╔══

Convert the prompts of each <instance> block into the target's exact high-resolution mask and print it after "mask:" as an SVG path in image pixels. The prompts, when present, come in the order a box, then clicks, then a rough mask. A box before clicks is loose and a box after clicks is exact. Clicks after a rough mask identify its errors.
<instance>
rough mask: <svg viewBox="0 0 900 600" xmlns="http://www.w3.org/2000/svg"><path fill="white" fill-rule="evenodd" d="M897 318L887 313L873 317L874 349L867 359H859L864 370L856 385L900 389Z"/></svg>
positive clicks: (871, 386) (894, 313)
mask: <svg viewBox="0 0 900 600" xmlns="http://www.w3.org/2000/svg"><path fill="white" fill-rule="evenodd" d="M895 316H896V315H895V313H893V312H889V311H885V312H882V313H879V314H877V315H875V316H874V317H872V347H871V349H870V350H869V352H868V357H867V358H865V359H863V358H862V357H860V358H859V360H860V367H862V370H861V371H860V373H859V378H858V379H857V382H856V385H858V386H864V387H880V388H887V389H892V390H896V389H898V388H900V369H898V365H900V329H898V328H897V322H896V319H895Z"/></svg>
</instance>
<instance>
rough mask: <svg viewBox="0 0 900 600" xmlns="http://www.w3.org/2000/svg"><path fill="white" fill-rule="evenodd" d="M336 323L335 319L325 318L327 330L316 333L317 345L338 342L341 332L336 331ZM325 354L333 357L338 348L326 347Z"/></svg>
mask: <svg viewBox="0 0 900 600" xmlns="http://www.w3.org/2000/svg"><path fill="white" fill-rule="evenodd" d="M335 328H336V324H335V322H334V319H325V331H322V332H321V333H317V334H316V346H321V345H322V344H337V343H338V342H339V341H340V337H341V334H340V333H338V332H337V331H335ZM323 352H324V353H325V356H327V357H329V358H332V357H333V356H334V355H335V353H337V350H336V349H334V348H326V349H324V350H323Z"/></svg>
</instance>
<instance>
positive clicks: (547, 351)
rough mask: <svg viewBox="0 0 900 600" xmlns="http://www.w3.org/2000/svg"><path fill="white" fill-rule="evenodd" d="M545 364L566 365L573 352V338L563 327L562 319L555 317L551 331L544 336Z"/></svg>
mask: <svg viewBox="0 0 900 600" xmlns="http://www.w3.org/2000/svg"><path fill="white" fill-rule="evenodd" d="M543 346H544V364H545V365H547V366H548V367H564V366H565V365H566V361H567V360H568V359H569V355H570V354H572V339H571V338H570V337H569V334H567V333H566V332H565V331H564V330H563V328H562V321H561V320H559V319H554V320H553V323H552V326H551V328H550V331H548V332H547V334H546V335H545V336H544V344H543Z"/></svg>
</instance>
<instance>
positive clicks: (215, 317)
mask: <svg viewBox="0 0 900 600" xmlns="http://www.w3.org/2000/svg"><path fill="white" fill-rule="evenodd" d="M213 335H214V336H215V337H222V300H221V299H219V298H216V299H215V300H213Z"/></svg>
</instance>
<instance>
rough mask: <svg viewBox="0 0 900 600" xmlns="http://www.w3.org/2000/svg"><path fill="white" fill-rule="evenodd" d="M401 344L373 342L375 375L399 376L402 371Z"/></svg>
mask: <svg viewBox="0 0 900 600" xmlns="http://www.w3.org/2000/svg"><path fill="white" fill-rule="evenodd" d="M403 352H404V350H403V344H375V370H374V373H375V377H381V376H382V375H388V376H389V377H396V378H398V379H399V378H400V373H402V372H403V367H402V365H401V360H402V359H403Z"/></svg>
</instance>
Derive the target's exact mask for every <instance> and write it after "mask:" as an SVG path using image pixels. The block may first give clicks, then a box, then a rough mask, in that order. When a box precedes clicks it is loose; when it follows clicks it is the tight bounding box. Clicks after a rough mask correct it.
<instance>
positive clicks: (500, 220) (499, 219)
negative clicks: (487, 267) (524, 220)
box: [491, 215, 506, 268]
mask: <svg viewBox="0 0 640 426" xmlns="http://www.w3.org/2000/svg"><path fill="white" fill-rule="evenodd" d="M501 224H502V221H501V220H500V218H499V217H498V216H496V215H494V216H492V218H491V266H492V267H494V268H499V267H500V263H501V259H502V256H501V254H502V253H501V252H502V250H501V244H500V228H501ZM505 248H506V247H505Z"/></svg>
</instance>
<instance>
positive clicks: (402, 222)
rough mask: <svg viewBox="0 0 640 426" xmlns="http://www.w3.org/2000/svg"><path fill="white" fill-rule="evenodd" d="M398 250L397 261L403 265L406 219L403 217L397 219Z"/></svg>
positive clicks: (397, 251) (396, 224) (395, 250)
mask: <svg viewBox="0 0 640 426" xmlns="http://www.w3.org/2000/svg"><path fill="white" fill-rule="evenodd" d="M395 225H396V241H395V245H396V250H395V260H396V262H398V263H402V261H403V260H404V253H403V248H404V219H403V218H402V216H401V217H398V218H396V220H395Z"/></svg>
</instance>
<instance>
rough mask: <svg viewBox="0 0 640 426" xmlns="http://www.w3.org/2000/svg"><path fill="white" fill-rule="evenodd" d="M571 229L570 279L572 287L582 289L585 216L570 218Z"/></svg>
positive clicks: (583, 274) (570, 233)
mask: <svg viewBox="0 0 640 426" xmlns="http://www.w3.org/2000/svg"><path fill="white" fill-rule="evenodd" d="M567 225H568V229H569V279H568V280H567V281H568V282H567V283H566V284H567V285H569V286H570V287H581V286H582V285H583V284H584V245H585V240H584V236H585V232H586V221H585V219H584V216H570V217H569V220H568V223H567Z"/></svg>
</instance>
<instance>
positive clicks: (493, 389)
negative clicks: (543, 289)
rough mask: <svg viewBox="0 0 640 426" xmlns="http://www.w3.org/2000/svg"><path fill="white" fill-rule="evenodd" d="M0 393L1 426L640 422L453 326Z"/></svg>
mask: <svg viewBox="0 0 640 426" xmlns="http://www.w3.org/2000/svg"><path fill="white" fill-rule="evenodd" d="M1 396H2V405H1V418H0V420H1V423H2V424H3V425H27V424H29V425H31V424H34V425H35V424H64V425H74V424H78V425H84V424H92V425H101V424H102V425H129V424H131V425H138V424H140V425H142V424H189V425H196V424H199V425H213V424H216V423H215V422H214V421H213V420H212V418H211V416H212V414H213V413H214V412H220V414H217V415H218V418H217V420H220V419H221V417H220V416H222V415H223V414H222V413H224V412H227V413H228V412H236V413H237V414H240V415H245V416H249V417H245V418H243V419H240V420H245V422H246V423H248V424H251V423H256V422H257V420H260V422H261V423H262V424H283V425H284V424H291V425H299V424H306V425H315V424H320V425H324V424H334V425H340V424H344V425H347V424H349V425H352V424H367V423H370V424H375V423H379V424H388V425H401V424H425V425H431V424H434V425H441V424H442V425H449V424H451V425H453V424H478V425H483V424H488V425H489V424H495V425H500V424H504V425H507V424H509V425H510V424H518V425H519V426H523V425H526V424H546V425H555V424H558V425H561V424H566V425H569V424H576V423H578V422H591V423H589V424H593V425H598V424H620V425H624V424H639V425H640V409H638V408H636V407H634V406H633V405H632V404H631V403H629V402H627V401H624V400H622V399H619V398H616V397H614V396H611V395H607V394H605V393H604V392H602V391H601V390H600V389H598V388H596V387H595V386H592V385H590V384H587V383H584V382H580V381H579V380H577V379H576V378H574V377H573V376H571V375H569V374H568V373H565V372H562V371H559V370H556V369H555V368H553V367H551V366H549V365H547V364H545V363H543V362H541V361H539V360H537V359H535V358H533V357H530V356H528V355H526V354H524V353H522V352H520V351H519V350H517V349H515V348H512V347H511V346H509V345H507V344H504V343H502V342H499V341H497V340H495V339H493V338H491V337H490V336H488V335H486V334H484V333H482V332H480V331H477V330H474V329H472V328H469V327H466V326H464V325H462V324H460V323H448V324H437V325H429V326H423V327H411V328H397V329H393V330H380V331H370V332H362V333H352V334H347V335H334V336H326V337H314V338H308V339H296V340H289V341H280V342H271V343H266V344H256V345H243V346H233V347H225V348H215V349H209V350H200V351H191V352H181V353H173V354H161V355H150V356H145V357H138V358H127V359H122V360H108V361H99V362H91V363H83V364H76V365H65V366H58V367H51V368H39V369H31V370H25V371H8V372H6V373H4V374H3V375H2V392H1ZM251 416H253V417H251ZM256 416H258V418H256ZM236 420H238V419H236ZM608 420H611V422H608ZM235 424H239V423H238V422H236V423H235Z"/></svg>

╚══

Assigned task:
Out of the material above, output word for word the line with "positive clicks: (402, 222)", the line with "negative clicks: (543, 289)", and all lines between them, with nothing else.

Task answer:
positive clicks: (402, 222)
rough mask: <svg viewBox="0 0 640 426" xmlns="http://www.w3.org/2000/svg"><path fill="white" fill-rule="evenodd" d="M398 250L397 261L403 265L406 219L403 217L397 219Z"/></svg>
positive clicks: (397, 251) (396, 224) (395, 250)
mask: <svg viewBox="0 0 640 426" xmlns="http://www.w3.org/2000/svg"><path fill="white" fill-rule="evenodd" d="M395 225H396V241H395V245H396V250H395V260H396V262H398V263H402V261H403V260H404V253H403V248H404V219H403V218H402V216H401V217H398V218H396V220H395Z"/></svg>
</instance>
<instance>
rough mask: <svg viewBox="0 0 640 426" xmlns="http://www.w3.org/2000/svg"><path fill="white" fill-rule="evenodd" d="M571 229L570 279L572 287L582 289L585 216L570 218Z"/></svg>
positive clicks: (583, 274) (570, 233)
mask: <svg viewBox="0 0 640 426" xmlns="http://www.w3.org/2000/svg"><path fill="white" fill-rule="evenodd" d="M567 225H568V229H569V279H568V280H567V281H568V282H567V283H566V284H567V285H569V286H570V287H581V286H582V285H583V284H584V245H585V240H584V236H585V232H586V221H585V219H584V216H570V217H569V220H568V223H567Z"/></svg>
</instance>
<instance>
positive clicks: (493, 389)
negative clicks: (543, 289)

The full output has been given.